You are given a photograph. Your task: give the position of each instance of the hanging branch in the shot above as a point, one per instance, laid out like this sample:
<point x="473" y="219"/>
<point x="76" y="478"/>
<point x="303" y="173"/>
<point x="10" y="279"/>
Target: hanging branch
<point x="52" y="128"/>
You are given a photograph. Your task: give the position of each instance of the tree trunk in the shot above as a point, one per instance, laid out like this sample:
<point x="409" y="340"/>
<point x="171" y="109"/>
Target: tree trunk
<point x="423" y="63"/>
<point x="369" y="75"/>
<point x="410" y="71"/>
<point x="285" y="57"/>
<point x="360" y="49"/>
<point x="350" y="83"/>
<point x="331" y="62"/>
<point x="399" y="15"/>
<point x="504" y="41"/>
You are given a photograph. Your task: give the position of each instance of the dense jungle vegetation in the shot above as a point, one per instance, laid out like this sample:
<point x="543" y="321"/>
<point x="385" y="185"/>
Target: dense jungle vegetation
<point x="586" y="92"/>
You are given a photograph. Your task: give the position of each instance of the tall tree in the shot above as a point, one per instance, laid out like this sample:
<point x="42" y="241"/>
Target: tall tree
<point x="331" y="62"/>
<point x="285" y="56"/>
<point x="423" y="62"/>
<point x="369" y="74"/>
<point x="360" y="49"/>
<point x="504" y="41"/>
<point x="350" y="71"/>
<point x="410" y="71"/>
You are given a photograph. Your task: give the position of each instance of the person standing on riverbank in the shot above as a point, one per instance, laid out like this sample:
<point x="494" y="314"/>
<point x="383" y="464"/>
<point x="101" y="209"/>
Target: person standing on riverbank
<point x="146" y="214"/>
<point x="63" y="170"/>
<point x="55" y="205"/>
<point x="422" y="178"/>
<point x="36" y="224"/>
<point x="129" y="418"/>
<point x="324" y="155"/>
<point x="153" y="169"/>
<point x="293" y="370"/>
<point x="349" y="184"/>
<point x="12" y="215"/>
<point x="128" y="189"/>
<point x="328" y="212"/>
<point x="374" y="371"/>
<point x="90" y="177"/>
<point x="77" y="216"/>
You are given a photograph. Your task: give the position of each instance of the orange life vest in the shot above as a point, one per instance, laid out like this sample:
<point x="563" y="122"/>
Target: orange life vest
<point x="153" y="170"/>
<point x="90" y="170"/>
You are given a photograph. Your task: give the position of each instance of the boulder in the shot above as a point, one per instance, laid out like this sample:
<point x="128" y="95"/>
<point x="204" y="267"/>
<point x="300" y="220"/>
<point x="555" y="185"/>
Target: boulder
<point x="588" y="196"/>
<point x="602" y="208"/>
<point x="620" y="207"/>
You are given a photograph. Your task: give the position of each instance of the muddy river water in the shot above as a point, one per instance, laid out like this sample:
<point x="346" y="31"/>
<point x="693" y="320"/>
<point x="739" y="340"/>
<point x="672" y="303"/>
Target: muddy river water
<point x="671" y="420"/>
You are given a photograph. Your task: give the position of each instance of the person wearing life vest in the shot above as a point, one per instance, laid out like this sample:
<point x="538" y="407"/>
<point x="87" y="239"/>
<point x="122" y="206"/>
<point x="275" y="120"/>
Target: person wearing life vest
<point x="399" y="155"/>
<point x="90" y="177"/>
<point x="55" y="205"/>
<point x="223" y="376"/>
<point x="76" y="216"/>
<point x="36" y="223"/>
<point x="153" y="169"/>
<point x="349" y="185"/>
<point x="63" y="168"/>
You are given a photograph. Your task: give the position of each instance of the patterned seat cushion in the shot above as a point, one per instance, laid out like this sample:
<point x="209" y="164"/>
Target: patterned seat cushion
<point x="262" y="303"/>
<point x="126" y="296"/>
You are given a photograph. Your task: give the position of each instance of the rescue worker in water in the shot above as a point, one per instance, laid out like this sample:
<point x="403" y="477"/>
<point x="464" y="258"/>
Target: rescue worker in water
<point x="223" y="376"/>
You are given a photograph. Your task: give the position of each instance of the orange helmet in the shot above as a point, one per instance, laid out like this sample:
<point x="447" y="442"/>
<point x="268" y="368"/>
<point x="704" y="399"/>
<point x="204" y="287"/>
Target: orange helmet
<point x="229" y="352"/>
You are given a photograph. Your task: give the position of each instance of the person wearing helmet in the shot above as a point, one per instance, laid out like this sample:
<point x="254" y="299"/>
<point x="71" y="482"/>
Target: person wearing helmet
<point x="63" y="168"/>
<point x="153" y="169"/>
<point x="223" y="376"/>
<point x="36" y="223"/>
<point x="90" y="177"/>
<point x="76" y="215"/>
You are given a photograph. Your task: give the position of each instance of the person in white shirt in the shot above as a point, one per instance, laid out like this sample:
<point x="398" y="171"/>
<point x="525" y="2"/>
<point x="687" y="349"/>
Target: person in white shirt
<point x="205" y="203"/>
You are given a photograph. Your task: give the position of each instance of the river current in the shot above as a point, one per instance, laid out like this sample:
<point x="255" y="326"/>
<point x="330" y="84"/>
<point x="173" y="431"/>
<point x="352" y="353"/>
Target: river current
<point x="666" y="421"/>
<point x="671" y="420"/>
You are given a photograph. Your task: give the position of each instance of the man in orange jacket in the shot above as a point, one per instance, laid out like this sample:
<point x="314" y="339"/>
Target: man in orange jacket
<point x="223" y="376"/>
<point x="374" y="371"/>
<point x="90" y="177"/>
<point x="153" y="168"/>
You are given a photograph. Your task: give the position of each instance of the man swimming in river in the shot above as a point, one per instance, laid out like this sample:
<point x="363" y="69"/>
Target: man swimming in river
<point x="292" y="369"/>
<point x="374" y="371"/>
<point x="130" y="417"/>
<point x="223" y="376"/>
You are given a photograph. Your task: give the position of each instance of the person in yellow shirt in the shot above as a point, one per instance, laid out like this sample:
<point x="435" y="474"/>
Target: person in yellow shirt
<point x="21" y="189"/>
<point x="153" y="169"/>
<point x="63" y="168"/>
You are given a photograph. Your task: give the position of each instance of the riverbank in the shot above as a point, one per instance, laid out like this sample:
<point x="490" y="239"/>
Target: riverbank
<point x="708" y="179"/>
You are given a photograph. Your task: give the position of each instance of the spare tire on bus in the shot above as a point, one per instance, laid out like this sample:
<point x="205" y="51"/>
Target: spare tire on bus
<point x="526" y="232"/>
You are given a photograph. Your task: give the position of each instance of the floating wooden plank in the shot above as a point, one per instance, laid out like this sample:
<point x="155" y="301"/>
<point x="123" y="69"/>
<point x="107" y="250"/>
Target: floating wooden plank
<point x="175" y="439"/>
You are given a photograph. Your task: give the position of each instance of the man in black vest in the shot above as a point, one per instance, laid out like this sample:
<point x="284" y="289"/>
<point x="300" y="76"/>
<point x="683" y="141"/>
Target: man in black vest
━━━━
● YOUR INSTRUCTIONS
Go back to the listing above and please repeat it exactly.

● ANSWER TO THE TASK
You are given a photograph. Your task: give the position of each instance of the hanging branch in the shot above as a point, one per instance, laid out like this sample:
<point x="473" y="219"/>
<point x="76" y="478"/>
<point x="303" y="173"/>
<point x="10" y="279"/>
Target: hanging branch
<point x="52" y="128"/>
You are given a photograph. Your task: give the position of each instance of the tree trunk in the shot above as a point, one per instance, laid out like this sample:
<point x="409" y="340"/>
<point x="171" y="109"/>
Target: tree trunk
<point x="423" y="63"/>
<point x="369" y="75"/>
<point x="410" y="71"/>
<point x="285" y="57"/>
<point x="360" y="49"/>
<point x="350" y="83"/>
<point x="331" y="62"/>
<point x="399" y="15"/>
<point x="504" y="41"/>
You are given a photograph. Your task: give the position of each instance of the dense jungle vegetation in the shot above as a point, one per instance, laid out like this sample:
<point x="543" y="321"/>
<point x="385" y="185"/>
Target: dense jungle vegetation
<point x="586" y="92"/>
You are given a photograph. Your task: give the position of each instance of the tall tree in the shot above as a point, one per instance, laid out like this sample:
<point x="42" y="241"/>
Target: tall tree
<point x="331" y="62"/>
<point x="285" y="56"/>
<point x="423" y="62"/>
<point x="369" y="74"/>
<point x="360" y="49"/>
<point x="504" y="41"/>
<point x="350" y="71"/>
<point x="410" y="71"/>
You are given a photograph. Your task: give the position of each instance of the person standing on riverbank in the shot above as a point, one per instance, laid out like this sample:
<point x="494" y="314"/>
<point x="383" y="464"/>
<point x="101" y="209"/>
Target: person standing on riverbank
<point x="146" y="214"/>
<point x="63" y="170"/>
<point x="55" y="205"/>
<point x="422" y="178"/>
<point x="36" y="224"/>
<point x="129" y="418"/>
<point x="324" y="155"/>
<point x="153" y="169"/>
<point x="293" y="370"/>
<point x="349" y="184"/>
<point x="12" y="215"/>
<point x="128" y="189"/>
<point x="328" y="212"/>
<point x="374" y="371"/>
<point x="90" y="177"/>
<point x="77" y="216"/>
You are given a photograph. Your task: give the position of each instance of the orange life vest in the shot above as a point, one per instance, laid out like this sample:
<point x="563" y="122"/>
Target: orange life vest
<point x="153" y="170"/>
<point x="90" y="170"/>
You are given a photograph. Your task: give the position of each instance of the boulder in the shot above as a point, one per instance, laid out like this sample:
<point x="128" y="95"/>
<point x="204" y="267"/>
<point x="300" y="220"/>
<point x="555" y="185"/>
Target: boulder
<point x="588" y="196"/>
<point x="602" y="208"/>
<point x="620" y="207"/>
You are given a photograph. Your task: give the position of each instance of the muddy river water in the shot above as a point, one per instance, laid out like this sample:
<point x="346" y="31"/>
<point x="693" y="320"/>
<point x="739" y="340"/>
<point x="672" y="303"/>
Target: muddy river water
<point x="671" y="420"/>
You are given a photograph. Your task: give the position of each instance of the person wearing life vest in the shot above as a point, one per instance, laid out like this sample:
<point x="538" y="407"/>
<point x="87" y="239"/>
<point x="122" y="206"/>
<point x="275" y="120"/>
Target: person wearing life vest
<point x="399" y="155"/>
<point x="90" y="177"/>
<point x="55" y="205"/>
<point x="223" y="376"/>
<point x="76" y="216"/>
<point x="36" y="223"/>
<point x="153" y="169"/>
<point x="349" y="185"/>
<point x="63" y="168"/>
You are given a photograph. Your task: give the position of each instance of the patterned seat cushion in the shot above as a point, one per instance, laid out like this sample:
<point x="209" y="164"/>
Target: patterned seat cushion
<point x="262" y="303"/>
<point x="126" y="296"/>
You are given a photograph. Your task: give the position of each instance of the rescue worker in water in the shot above as a point, one per instance, laid out like this sample:
<point x="403" y="477"/>
<point x="464" y="258"/>
Target: rescue worker in water
<point x="223" y="376"/>
You are given a photograph. Your task: give the position of each instance of the orange helmet in the shot above as a point, one per instance, laid out like this sample:
<point x="447" y="442"/>
<point x="268" y="368"/>
<point x="704" y="399"/>
<point x="204" y="287"/>
Target: orange helmet
<point x="229" y="352"/>
You are given a photograph. Your task: give the position of each instance of the person wearing helmet in the shot above as a point, one per instance, laid out like this sample:
<point x="254" y="299"/>
<point x="71" y="482"/>
Target: person wearing helmet
<point x="63" y="168"/>
<point x="153" y="169"/>
<point x="223" y="376"/>
<point x="36" y="223"/>
<point x="90" y="177"/>
<point x="76" y="215"/>
You are given a photograph. Your task: give the position of each instance of the person in white shirt in the shot above as a point, one per instance, laid out like this sample:
<point x="398" y="171"/>
<point x="525" y="2"/>
<point x="687" y="349"/>
Target: person in white shirt
<point x="205" y="203"/>
You are given a photograph. Your task: give the position of each instance of the river current in the shot above as a point, one per instance, laid out like this sample:
<point x="255" y="326"/>
<point x="330" y="84"/>
<point x="173" y="431"/>
<point x="352" y="353"/>
Target: river current
<point x="666" y="421"/>
<point x="671" y="420"/>
You are given a photograph. Your task: give the position of each instance of the man in orange jacket in the shot above as a point, one per instance, laid out like this sample:
<point x="314" y="339"/>
Target: man in orange jacket
<point x="223" y="376"/>
<point x="374" y="371"/>
<point x="90" y="177"/>
<point x="153" y="168"/>
You are given a photograph. Your task: give the position of each instance of the man swimming in river in the shot above as a point, one per instance, laid out like this sample:
<point x="363" y="69"/>
Target: man swimming in river
<point x="292" y="369"/>
<point x="374" y="371"/>
<point x="130" y="417"/>
<point x="223" y="376"/>
You are given a photograph. Your task: give the position of each instance of the person in yellow shirt in the shot above as a point, one per instance, laid out like this sample:
<point x="435" y="474"/>
Target: person in yellow shirt
<point x="21" y="189"/>
<point x="153" y="169"/>
<point x="63" y="168"/>
You are given a photograph. Your task: give the position of each instance of the riverbank in the shot above as a point, one per instance, laid out like this sample:
<point x="490" y="239"/>
Target: riverbank
<point x="708" y="179"/>
You are given a photograph. Your task: give the position of each instance of the spare tire on bus in the shot above as a point, one per instance, laid out like this sample:
<point x="205" y="51"/>
Target: spare tire on bus
<point x="526" y="232"/>
You are given a photograph. Your task: give the position of each instance of the floating wooden plank in the shot above as a point, one per instance, laid out like this sample:
<point x="155" y="301"/>
<point x="123" y="69"/>
<point x="107" y="250"/>
Target: floating wooden plank
<point x="175" y="439"/>
You are given a photograph. Your task: give the position of each instance of the man in black vest in the shot above as a point, one per instance, laid out like this sample:
<point x="284" y="289"/>
<point x="300" y="76"/>
<point x="683" y="141"/>
Target: man in black vest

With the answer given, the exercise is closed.